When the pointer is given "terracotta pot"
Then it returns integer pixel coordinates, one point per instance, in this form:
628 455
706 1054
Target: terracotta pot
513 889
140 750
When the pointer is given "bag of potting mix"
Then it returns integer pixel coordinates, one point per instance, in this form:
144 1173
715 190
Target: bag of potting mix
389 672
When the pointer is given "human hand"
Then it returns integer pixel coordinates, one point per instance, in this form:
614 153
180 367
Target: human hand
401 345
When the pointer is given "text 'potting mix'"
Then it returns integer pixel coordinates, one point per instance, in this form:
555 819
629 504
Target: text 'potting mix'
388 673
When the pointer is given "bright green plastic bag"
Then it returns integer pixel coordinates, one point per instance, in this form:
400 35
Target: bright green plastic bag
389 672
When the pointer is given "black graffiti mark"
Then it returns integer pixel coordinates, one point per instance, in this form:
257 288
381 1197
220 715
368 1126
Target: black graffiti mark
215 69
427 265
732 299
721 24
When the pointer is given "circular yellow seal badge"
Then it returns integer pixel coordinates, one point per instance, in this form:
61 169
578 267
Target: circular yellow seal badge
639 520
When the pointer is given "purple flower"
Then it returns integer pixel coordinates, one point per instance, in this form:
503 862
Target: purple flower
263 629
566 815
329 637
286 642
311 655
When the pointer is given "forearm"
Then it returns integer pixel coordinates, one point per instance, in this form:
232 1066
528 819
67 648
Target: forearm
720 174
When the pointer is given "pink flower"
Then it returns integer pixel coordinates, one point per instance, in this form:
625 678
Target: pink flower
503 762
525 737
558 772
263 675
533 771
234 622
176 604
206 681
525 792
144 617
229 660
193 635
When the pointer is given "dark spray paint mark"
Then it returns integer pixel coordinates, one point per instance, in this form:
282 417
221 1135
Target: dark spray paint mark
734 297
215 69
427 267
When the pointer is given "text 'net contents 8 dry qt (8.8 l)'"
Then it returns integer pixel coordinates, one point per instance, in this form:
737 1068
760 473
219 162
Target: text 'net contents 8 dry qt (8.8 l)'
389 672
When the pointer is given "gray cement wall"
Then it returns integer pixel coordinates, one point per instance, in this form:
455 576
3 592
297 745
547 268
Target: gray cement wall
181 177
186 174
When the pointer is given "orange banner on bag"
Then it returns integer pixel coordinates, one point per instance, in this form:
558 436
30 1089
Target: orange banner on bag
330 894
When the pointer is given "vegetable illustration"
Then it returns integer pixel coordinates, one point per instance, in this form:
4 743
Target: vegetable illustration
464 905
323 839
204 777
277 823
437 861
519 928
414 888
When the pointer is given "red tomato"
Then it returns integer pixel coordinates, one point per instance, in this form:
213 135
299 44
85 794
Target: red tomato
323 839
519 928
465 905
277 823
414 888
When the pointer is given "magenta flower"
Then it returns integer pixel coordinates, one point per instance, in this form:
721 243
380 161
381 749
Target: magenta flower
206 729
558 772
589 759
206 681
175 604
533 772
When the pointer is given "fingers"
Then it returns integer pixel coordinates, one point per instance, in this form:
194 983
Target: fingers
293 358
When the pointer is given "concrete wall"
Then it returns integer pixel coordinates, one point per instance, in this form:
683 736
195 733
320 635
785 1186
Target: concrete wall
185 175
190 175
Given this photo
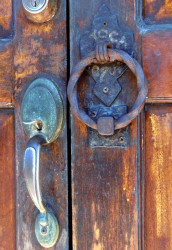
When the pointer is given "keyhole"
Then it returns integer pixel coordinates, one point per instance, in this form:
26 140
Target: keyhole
35 3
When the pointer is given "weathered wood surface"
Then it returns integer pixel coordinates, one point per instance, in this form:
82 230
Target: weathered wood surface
40 50
157 62
157 177
104 180
33 51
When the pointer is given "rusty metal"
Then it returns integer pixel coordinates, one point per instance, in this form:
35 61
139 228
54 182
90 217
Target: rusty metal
105 29
101 57
40 11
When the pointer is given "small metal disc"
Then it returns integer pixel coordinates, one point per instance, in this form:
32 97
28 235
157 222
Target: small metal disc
47 236
42 103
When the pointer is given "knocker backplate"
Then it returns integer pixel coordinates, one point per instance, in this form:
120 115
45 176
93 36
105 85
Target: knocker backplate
107 88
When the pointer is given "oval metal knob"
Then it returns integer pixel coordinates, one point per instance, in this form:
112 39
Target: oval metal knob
42 115
40 11
102 55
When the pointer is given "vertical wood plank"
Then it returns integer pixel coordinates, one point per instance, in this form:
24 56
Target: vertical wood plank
7 180
158 176
104 180
40 51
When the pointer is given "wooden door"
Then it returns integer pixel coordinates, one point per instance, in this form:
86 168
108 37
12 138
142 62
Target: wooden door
106 193
121 197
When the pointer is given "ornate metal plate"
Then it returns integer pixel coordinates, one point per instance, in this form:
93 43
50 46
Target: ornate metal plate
42 103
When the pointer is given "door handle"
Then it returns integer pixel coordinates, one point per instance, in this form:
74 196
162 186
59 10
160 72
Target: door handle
40 11
42 115
104 55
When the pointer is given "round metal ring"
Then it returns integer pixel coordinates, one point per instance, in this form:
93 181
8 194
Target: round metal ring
114 55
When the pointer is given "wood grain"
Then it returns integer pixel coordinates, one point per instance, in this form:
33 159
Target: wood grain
104 180
157 63
40 51
6 19
7 180
157 177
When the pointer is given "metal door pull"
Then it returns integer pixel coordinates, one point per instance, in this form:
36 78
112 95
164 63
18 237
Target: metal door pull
42 114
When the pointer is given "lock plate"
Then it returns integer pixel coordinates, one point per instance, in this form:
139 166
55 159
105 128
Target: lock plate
34 5
42 109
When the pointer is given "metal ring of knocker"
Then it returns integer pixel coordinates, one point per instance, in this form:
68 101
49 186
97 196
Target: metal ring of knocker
40 11
102 55
42 115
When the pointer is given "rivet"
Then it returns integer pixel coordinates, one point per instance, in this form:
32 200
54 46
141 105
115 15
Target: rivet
121 139
105 90
35 3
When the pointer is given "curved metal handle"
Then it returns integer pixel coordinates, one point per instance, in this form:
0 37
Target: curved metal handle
102 55
46 225
43 121
31 173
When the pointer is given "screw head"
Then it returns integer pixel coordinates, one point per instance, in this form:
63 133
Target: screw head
105 90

====

» **Work required**:
Quote the entries in full. Any image among them is to be omitted from the copy.

» **Final answer**:
When the pointer is given "terracotta pot"
Then it returns integer pixel coordinates, one point per instance, in this form:
628 455
706 1054
Target: terracotta pot
513 889
140 750
When the pointer is given "bag of potting mix"
Then it returns integer pixel coordinates, one point per instance, in this form:
144 1173
715 190
Target: bag of potting mix
389 672
When the pointer is given "human hand"
Then it returns integer pixel coordinates, one point per instance, in this form:
614 153
180 367
Target: human hand
401 345
When the pointer is given "text 'potting mix'"
Then it returns integer pixel coordinates, one point per instance, in this form:
555 819
629 504
Target: text 'potting mix'
388 673
When the pointer is given "bright green plastic bag"
Then it returns integer pixel coordinates, one point per instance, in this form:
400 35
Target: bright green plastic bag
389 672
When the pointer is given "black graffiti mark"
Then it returns integer pixel coordinates, one point per instance, in this form:
257 288
381 1197
220 715
368 1126
Target: black graffiti mark
215 69
427 265
732 299
721 24
When the pointer is given "circular yellow seal badge"
Then it returns integer pixel coordinates, one point per instance, in this form:
61 169
578 267
Target: circular yellow seal badge
639 520
When the pointer is given "purple flower"
Then it returns integer pixel coordinates, one point per instance, in this form:
503 862
Target: purple flower
263 629
566 815
329 637
286 642
311 655
When the pointer is given "forearm"
Then it returns integer pixel coordinates, one point per instance, in this form:
232 1066
528 819
67 648
Target: forearm
720 174
When the pointer is given "pink flower"
Then it returns integer pixel coordinates, one point per instance, in this form:
625 678
Target: pink flower
503 762
525 737
558 772
263 675
533 771
234 622
176 604
206 681
525 792
144 617
229 660
193 635
When the pointer is given "dark spray paint mark"
Then it returns integer pixel coordinates, one point per instance, in this form:
282 417
221 1135
Target: dark spray paint mark
734 297
215 69
427 267
When the pointer is given "text 'net contents 8 dry qt (8.8 l)'"
Then it returns integer pixel coordinates, one point per instance, in this form:
737 1068
760 473
219 162
Target: text 'net contents 8 dry qt (8.8 l)'
389 672
When the pointer is given "gray cement wall"
Then it returns integer pixel coordinates, one point per instance, in this form:
455 576
3 592
297 745
547 268
Target: gray cement wall
181 177
186 174
When the pointer is given "orange banner on bag"
Then it returns integer pixel coordinates, one point per instance, in this form:
558 436
30 1089
Target: orange banner on bag
330 894
When the pointer is given "vegetable illustration"
Then it returns integer pixel coordinates, one point per instance, in this form:
4 743
Target: vegetable illustration
464 905
323 839
204 777
277 823
437 861
519 928
414 888
When the pointer is given "red tomato"
Then it returns integer pixel coordinates, one point per instance, in this form:
213 135
299 44
85 794
Target: red tomato
323 839
519 928
465 905
277 823
414 888
When the pointer is given "magenta flower"
Then it returns integer pixel coordinates, one point per instance, in this form:
721 243
380 161
381 749
Target: magenta flower
206 729
558 772
589 759
206 681
175 604
533 772
When the pointer is given "fingers"
Then it returns integer pixel coordinates, one point per instance, in this form:
194 983
Target: fingers
293 358
When the pointer is given "concrete wall"
Then it returns integer pixel coordinates, one point per instance, in this form:
683 736
195 733
320 635
785 1186
Target: concrete wall
185 175
190 175
Given this photo
When the pointer is given "keyhole"
Then it returns integer pixel coordinates, one point per instance, in this form:
26 140
Target: keyhole
35 3
When the pointer is given "weathered wood surface"
Then it returns integer pixel coordinates, one point per instance, in this form:
82 230
Target: weathered wood surface
40 50
157 62
157 177
104 180
33 51
When the pointer is given "rusty metal"
Then it returns integer pixel coordinates, one point per instance, in this form:
35 61
139 228
54 182
90 217
Target: rusty metal
105 29
101 57
40 11
When the pointer is given "small metal disc"
Then it returns integer pixel coordinates, one point per instance, in this form:
32 97
28 235
157 222
Target: small metal disc
47 236
42 103
When the pointer is given "knocker backplate"
Then it returns integer pixel coordinates, one point per instance, in this form:
120 115
45 176
93 36
105 85
Target: knocker backplate
107 88
When the pointer is given "oval metal knob"
Then it returns integer pixel coordinates, one point per instance, in this form:
112 39
Target: oval metal knob
42 115
40 11
102 55
When the pointer is given "vertical wood plank"
Then it returns integer pixel coordinates, one point per instance, in this form:
24 56
Target: vertical wood plank
7 180
158 176
104 180
40 51
When the pointer is given "wooden door"
Then it returns integer pixel coordinates, one point per instance, in this form:
86 168
108 37
12 138
142 62
Target: wooden door
106 193
121 197
When the pointer is given "ornate metal plate"
Then it returns integer pixel coordinates, one point per instance, in this form:
93 43
50 46
Target: ornate metal plate
42 103
When the pointer is given "door handle"
Then it returns integer pixel coordinates, one point per instance, in this form:
74 196
162 186
59 10
160 72
Target: door handle
40 11
42 115
104 55
When the pointer is given "round metal ring"
Then it returns integer pixel coordinates, one point per instance, in this form:
93 181
8 194
Target: round metal ring
114 55
When the pointer is given "wood grain"
Then it returns integer pixel coordinates, one point per instance, in this form:
33 159
Target: wood grain
104 180
157 63
40 51
6 19
7 180
157 177
When the pointer is given "metal door pull"
Then it returns integer pixel coordinates, one point per instance, in this form:
36 78
112 95
164 63
18 237
Target: metal door pull
42 114
When the pointer is given "lock plate"
Then it returns integer pixel coordinates, one point per instance, in this form:
139 166
55 159
105 128
Target: lock plate
34 5
42 109
When the pointer is given "metal ring of knocker"
Then it returns integer pixel coordinates, one point per instance, in this form:
68 101
49 186
97 196
Target: metal ring of knocker
40 11
102 55
42 115
When the pointer is given "rivet"
Then it returns integer pixel coordinates, one point per instance, in this form:
32 200
54 46
141 105
115 15
Target: rivet
121 139
105 90
35 3
When the pointer is given "curved metal handle"
Then it returns integer pixel coordinates, one point per instance, in this form:
0 37
Target: curved metal handle
102 55
46 225
43 121
31 173
When the pointer is given "screw head"
Then it returns integer pixel coordinates, one point per instance, in this form:
63 133
Target: screw head
105 90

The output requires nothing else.